Excerpt provided →
• • • •

International career
- Years: Team / Apps / (Points)
- 2009: Junior All Blacks / 3 / (5)
- 2011: Barbarian F.C. / 1 / (0)

= Robbie Fruean =

NZ rugby union player

Robert Lakopo Fruean (/ˈfruːən/; born 13 July 1988, in Wellington) is a retired New Zealand rugby union footballer. He is a midfield back and plays outside centre (13) and sometimes on the wing. He is a former Porirua College head boy. He is of Samoan & Cook islands heritage.

In 2007, he made the NZ team for the 2007 Under 19 Rugby World Championship. He led New Zealand to a championship win beating South Africa in the final. He also won the IRB Under-19 Player of the Year the same year.

He made his National Provincial Championship debut for Wellington against Auckland. He played 12 games for them scoring three tries before getting struck by illness. He subsequently underwent open-heart surgery for rheumatic heart disease, a potentially life-threatening inflammation of the heart.

In 2009 returned to rugby, making his Super 14 debut for the Hurricanes against Blues. This was his first and last game for the Hurricanes after which he defected to the Crusaders and played for them in the 2010 Super 14 season and the 2011 Super Rugby season.

• • • •

Excerpts from a dataset:
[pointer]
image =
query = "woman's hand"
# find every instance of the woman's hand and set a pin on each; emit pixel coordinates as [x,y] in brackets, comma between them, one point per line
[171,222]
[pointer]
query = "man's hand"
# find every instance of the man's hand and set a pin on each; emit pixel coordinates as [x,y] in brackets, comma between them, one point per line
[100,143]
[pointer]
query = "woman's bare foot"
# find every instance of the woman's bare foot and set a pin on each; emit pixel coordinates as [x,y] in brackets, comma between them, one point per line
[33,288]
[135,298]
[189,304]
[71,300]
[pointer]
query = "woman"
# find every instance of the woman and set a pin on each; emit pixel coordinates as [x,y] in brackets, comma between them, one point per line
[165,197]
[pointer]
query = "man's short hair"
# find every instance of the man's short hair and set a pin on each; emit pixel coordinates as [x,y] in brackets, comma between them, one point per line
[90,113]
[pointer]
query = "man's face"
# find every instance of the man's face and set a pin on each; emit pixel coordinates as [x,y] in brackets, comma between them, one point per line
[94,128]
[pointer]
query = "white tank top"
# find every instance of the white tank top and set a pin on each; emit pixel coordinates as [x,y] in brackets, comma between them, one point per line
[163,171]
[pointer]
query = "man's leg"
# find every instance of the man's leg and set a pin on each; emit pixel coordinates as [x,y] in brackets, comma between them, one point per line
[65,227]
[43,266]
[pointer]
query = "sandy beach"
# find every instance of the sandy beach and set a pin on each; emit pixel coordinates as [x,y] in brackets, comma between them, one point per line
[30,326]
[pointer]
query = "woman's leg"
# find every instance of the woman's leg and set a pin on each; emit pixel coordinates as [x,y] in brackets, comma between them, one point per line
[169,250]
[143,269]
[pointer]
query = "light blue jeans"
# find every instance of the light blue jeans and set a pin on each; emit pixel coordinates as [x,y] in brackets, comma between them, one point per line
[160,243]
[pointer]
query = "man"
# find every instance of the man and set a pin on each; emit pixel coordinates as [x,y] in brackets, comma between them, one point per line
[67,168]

• • • •

What this exercise asks →
**a)** In the Robbie Fruean profile, which team did New Zealand beat in the final of the 2007 Under 19 Rugby World Championship?
**b)** Drawing on the Robbie Fruean profile, explain why his playing run with Wellington came to a stop after 12 games.
**c)** Carry on the Robbie Fruean profile, starting right after its final sentence about the Crusaders.

Task results →
**a)** South Africa.

**b)** After 12 games and three tries for Wellington, he was struck by illness. He then underwent open-heart surgery for rheumatic heart disease, a potentially life-threatening inflammation of the heart.

**c)**
He made his 2010 ITM Cup debut for Canterbury, scoring two tries against Manawatu. The next week Fruean scored three more against North Harbour. He finished the season tied as the top try scorer with Lelia Masaga with 10 tries. In 2012, on the back of his third season with Canterbury, he was named ITM Cup player of the year at the New Zealand Rugby Awards.

He signed for Hawkes Bay Magpies in the ITM Cup in a two-year deal, starting from 2014. On 27 September 2016, Fruean signed for English club Bath in the Aviva Premiership from the 2016–17 season. In June 2017, Fruean joined Scottish Pro14 side Edinburgh on a two-year contract, ahead of the 2017–18 season.

==Post-retirement==

Fruen became the Hillmorton High School’s First XV coach and director of rugby in 2022. As of 2023, Fruen established and coached the Horomaka Combined First XV, which includes players from Hillmorton, Hornby, Riccarton and Middleton Grange schools and Hagley Community College. This combination team enables players from those schools to play First XV school rugby while staying at their schools.